**TASK DESCRIPTION**
Repeat the listing in full. Nothing may be added or left out.

+ + +

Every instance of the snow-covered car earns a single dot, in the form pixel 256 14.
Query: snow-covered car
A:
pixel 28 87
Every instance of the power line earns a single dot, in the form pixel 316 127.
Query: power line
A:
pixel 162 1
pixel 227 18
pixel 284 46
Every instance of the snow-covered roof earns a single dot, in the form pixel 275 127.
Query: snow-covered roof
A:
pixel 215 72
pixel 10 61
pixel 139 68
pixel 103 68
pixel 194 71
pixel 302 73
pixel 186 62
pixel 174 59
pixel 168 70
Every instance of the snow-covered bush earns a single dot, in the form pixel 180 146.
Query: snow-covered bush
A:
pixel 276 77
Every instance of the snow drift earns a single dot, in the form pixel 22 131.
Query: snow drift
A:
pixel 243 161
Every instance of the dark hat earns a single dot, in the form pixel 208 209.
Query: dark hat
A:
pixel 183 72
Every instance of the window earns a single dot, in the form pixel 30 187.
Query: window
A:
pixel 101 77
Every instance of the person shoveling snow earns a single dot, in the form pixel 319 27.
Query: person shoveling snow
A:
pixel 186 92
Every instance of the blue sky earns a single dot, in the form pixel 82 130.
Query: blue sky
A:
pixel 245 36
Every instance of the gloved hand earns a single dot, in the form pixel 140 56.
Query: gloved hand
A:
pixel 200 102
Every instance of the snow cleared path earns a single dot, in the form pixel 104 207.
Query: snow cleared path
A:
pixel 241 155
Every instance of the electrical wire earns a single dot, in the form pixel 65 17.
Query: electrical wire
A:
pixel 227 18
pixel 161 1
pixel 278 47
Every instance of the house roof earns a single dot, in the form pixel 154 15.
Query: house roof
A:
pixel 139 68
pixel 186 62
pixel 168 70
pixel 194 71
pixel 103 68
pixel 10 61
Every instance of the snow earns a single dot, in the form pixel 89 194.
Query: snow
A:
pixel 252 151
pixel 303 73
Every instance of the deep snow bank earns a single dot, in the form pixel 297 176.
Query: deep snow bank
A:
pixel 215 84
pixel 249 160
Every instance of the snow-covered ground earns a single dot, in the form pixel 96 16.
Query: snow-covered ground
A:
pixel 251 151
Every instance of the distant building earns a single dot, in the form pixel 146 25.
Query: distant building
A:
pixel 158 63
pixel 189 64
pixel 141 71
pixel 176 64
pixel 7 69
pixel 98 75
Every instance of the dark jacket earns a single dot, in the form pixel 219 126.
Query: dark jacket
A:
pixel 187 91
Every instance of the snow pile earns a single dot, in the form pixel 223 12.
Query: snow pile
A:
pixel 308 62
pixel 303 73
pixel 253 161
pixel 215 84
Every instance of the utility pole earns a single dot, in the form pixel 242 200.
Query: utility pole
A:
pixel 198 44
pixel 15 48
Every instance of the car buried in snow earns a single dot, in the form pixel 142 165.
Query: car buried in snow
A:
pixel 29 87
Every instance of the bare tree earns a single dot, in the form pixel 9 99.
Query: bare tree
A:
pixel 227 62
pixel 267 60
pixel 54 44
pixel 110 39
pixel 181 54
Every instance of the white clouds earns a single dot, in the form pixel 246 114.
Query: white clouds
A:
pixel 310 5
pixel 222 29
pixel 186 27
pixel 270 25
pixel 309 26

+ + +

**EXPECTED ANSWER**
Every instance of the snow-covered car earns a single dot, in the form pixel 256 14.
Query: snow-covered car
A:
pixel 28 87
Every instance of the power line earns a single dot, in the form pixel 316 127.
Query: power line
A:
pixel 162 1
pixel 227 18
pixel 284 46
Every instance of the snow-covered roof earns a single dot, in the form pixel 275 127.
Query: snow-covered roof
A:
pixel 215 72
pixel 10 61
pixel 139 68
pixel 103 68
pixel 194 71
pixel 302 73
pixel 186 62
pixel 174 59
pixel 168 70
Every instance of the snow-covered bush earns a single dot, in the form pixel 180 146.
Query: snow-covered bush
A:
pixel 276 77
Every instance of the snow drift earns a single dot, in the form pixel 22 131.
Query: snow drift
A:
pixel 243 161
Every instance of the dark hat earns a single dot, in the form pixel 208 209.
Query: dark hat
A:
pixel 183 72
Every instance of the window earns a single dot, in the form pixel 30 187.
Query: window
A:
pixel 101 77
Every instance of the person shoveling snow earns a single dot, in the form pixel 319 27.
Query: person shoveling snow
A:
pixel 186 92
Every instance of the blue sky earns a single dot, in the form pixel 82 130.
Query: blue sky
A:
pixel 245 36
Every instance of the gloved hand earns a single dot, in the form pixel 140 56.
Query: gloved hand
A:
pixel 200 102
Every instance of the snow cleared path earns a single dot, in the form pixel 104 207.
Query: snow cleared path
A:
pixel 241 155
Every instance of the electrical wire earns a single dot, in the form pixel 65 17.
Query: electrical wire
A:
pixel 227 18
pixel 161 1
pixel 278 47
Every instance of the house roof earns a single dot, in the form pixel 154 15.
Query: house roof
A:
pixel 139 68
pixel 186 62
pixel 168 70
pixel 194 71
pixel 103 68
pixel 10 61
Every instance of the snow earns a single dot, in the form pixel 89 194.
Query: snow
A:
pixel 252 151
pixel 303 73
Every instance of the deep snow bank earns a single dot, in the form pixel 297 176.
Query: deep snow bank
A:
pixel 215 84
pixel 249 160
Every instance of the snow-covered ground earns a single dot, in the form pixel 96 16.
Query: snow-covered ground
A:
pixel 251 151
Every instance of the distant building earns a single dot, in the form pixel 146 25.
Query: distant building
A:
pixel 158 63
pixel 189 64
pixel 141 71
pixel 176 64
pixel 7 69
pixel 98 75
Every instance of the dark jacket earns a single dot, in the form pixel 219 126.
Query: dark jacket
A:
pixel 187 91
Every instance of the snow pile earns a single dot, in the form pixel 223 12.
Query: snow pile
A:
pixel 308 62
pixel 303 73
pixel 253 161
pixel 215 84
Every instance of the utility pole earns a single dot, in the form pixel 242 200.
Query: utility pole
A:
pixel 198 44
pixel 15 48
Every instance of the car buried in snow earns a single dot, in the form pixel 142 165.
Query: car buried in snow
A:
pixel 29 87
Every instance of the bare tree earns a single dot, in the form pixel 9 99.
Query: bare tree
A:
pixel 227 62
pixel 267 60
pixel 54 44
pixel 110 39
pixel 181 54
Every instance of the white clouds earns a single dot, in the form pixel 246 114.
Query: white clouds
A:
pixel 310 5
pixel 222 29
pixel 186 27
pixel 270 25
pixel 309 26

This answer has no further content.